Exercise data ▸
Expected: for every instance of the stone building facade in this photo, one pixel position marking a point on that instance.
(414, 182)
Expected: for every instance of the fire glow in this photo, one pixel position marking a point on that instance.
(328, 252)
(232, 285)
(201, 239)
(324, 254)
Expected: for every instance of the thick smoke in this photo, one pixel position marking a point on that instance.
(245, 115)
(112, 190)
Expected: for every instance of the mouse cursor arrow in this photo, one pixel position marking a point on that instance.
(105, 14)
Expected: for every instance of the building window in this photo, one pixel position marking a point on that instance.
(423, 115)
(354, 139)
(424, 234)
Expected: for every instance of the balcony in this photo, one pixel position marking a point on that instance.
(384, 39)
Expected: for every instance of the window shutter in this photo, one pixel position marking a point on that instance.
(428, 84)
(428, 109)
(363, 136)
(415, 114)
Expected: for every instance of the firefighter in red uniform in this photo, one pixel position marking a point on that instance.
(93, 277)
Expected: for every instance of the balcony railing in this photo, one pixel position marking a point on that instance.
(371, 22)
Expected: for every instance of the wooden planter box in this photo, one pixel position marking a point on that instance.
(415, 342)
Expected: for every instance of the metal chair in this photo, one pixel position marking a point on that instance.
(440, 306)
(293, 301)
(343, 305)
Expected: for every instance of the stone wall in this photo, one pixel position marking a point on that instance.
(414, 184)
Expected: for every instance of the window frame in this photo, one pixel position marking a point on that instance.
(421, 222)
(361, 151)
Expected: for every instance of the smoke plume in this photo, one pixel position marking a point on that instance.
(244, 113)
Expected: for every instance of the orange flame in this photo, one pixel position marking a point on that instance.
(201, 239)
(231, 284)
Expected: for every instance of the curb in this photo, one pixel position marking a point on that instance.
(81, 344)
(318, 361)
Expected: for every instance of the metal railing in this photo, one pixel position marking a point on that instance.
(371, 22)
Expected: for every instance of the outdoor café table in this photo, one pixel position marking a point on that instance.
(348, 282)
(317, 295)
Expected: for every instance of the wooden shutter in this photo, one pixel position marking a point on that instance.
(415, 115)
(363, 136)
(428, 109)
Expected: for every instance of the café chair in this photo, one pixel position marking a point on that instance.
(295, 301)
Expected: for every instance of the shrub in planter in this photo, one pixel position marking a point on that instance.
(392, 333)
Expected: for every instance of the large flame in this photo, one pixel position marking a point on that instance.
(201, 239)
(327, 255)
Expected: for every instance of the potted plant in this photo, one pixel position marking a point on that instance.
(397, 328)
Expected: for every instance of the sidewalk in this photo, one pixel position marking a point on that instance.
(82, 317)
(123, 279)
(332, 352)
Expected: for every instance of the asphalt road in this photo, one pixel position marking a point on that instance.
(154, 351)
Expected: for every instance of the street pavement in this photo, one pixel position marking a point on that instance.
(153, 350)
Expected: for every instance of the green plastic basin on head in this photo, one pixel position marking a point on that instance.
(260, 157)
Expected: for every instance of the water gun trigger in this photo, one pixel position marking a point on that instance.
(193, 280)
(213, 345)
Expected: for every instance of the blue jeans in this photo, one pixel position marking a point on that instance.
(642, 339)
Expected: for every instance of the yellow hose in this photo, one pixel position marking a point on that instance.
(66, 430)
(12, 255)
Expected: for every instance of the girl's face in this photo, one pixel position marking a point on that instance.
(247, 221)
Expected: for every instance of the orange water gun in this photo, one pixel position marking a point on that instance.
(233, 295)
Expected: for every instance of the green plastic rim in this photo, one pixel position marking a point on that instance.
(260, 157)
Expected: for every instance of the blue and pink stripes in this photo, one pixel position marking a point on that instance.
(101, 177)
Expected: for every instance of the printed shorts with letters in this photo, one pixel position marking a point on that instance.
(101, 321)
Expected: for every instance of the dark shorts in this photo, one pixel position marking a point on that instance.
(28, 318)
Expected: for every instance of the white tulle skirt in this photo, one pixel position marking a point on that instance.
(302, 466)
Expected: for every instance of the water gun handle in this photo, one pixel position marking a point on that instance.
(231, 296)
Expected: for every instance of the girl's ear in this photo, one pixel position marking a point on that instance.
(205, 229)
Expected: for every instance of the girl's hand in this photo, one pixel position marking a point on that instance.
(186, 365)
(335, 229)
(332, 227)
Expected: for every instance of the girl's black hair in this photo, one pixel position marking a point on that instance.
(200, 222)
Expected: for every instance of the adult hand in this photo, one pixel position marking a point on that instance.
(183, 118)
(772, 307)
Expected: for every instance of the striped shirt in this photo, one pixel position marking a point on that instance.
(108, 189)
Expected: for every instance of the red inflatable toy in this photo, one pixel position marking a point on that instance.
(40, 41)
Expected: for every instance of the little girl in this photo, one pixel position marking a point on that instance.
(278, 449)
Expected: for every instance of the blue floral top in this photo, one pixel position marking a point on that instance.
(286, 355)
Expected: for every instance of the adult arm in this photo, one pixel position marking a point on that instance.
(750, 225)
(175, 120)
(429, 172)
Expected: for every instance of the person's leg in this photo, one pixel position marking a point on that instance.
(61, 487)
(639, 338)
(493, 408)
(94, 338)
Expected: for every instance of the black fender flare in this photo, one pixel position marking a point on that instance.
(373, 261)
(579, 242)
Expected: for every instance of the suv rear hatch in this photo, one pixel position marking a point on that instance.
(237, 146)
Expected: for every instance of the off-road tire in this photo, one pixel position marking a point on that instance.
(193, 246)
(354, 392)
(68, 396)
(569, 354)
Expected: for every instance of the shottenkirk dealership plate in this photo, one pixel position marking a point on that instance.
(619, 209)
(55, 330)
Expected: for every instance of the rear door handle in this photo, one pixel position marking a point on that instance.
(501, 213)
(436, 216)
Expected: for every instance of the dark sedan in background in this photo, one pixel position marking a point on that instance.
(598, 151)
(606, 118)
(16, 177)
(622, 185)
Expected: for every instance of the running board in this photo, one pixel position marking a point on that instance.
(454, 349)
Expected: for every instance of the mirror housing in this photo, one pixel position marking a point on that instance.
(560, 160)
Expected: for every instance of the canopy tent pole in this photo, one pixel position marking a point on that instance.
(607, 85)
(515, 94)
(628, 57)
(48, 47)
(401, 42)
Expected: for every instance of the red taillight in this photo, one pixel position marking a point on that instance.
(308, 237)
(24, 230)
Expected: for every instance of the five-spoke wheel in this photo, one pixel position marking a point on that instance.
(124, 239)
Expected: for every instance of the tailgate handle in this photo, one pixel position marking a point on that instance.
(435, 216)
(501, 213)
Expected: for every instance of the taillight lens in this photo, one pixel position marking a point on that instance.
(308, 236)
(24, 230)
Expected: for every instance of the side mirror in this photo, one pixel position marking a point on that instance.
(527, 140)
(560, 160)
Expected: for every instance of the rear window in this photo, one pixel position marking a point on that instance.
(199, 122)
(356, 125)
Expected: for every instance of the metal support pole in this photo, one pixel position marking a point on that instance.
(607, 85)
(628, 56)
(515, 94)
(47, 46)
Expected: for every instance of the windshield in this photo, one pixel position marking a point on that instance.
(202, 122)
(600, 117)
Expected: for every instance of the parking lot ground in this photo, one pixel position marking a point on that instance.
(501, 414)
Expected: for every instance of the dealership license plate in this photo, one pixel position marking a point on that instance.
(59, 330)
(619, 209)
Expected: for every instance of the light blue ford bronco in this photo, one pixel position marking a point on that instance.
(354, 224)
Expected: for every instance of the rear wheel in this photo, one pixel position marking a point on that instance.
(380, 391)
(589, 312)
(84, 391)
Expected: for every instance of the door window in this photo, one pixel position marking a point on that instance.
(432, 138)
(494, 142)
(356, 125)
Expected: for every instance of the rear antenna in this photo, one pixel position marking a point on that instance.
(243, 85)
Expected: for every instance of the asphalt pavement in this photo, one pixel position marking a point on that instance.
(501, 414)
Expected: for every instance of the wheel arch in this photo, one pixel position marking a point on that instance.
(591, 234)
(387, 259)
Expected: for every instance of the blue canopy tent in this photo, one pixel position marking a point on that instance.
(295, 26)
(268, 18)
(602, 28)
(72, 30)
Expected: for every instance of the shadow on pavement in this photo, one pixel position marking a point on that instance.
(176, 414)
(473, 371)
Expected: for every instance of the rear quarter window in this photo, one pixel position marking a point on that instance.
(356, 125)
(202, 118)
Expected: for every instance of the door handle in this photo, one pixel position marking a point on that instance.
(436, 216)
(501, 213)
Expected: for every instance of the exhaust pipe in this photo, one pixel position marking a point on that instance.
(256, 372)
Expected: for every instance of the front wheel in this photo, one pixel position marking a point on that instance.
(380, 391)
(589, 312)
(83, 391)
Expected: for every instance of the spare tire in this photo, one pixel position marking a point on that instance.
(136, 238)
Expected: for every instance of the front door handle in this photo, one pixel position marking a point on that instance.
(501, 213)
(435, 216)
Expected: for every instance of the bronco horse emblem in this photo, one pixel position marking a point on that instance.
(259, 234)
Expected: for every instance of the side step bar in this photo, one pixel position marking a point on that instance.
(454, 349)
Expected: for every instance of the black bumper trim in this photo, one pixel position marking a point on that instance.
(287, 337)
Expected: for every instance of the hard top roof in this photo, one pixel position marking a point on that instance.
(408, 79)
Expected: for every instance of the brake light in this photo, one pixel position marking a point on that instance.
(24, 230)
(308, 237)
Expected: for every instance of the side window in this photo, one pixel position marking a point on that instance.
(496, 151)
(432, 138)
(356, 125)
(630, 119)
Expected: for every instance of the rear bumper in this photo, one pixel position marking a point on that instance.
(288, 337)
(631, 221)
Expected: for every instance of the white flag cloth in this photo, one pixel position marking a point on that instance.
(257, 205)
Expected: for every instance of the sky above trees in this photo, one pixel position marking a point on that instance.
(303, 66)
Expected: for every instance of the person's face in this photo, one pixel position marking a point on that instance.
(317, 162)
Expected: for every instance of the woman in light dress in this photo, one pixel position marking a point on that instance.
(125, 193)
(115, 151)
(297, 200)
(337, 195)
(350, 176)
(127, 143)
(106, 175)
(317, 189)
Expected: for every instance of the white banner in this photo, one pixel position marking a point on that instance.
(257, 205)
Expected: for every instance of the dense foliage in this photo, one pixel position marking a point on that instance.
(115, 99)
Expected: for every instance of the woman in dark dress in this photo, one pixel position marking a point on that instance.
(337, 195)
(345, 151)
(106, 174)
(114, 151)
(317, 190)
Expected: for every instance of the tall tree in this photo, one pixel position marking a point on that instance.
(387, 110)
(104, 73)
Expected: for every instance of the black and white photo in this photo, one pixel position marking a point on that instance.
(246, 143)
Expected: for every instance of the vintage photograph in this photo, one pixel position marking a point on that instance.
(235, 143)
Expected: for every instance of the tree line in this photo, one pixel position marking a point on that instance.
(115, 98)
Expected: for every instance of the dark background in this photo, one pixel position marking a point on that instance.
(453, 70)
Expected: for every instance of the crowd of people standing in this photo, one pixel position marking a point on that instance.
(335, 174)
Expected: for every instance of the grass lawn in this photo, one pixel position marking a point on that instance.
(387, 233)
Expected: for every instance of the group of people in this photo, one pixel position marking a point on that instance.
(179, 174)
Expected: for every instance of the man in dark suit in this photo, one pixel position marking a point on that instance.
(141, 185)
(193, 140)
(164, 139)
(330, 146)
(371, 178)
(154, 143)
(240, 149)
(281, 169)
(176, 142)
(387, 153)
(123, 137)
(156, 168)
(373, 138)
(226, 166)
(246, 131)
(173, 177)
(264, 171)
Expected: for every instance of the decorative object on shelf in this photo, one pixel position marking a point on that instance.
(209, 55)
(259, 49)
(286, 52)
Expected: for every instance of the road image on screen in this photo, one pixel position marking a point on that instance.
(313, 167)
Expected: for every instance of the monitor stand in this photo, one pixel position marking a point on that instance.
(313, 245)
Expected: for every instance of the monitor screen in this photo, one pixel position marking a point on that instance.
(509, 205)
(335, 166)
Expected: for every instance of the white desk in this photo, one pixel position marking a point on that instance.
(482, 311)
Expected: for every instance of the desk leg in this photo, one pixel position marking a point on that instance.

Required action ▸
The range begins at the line containing "Expected: for every instance of the monitor screen" and ends at the last line of the entries; reproduce it exactly.

Written answer ▸
Expected: for every instance of the monitor screen in this photo, one pixel position marking a point on that instance.
(509, 205)
(335, 166)
Expected: for every instance of the white desk in this photo, one pixel position marking a point on that instance.
(482, 311)
Expected: for every instance of the desk leg in this photo, one pixel position marking a point on that instance.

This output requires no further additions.